= Exercise =
Copy every one of the lines below word for word, leaving the pictures out of your answer.
::::
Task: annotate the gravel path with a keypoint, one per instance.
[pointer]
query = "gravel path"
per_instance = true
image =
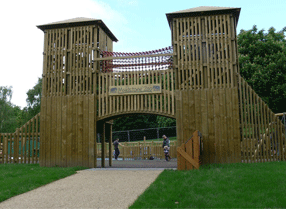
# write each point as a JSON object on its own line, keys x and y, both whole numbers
{"x": 93, "y": 188}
::::
= Correct output =
Task: annotate the gravel path with a keypoint, one per instance.
[pointer]
query = "gravel path"
per_instance = true
image =
# write each point as a JSON object on its own line, keys x and y, both whole numbers
{"x": 93, "y": 188}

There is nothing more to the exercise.